§ **Problem description**: Edit the listing so that "localize" becomes "detect" everywhere, leaving every other part of the lines unchanged.

(Entries from an annotation dataset)
● ● ● ●
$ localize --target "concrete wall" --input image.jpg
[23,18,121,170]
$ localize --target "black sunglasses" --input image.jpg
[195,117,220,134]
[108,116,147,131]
● ● ● ●
§ **The result**:
$ detect --target "concrete wall" --input image.jpg
[23,18,121,170]
$ detect --target "black sunglasses" --input image.jpg
[195,117,220,134]
[108,116,147,131]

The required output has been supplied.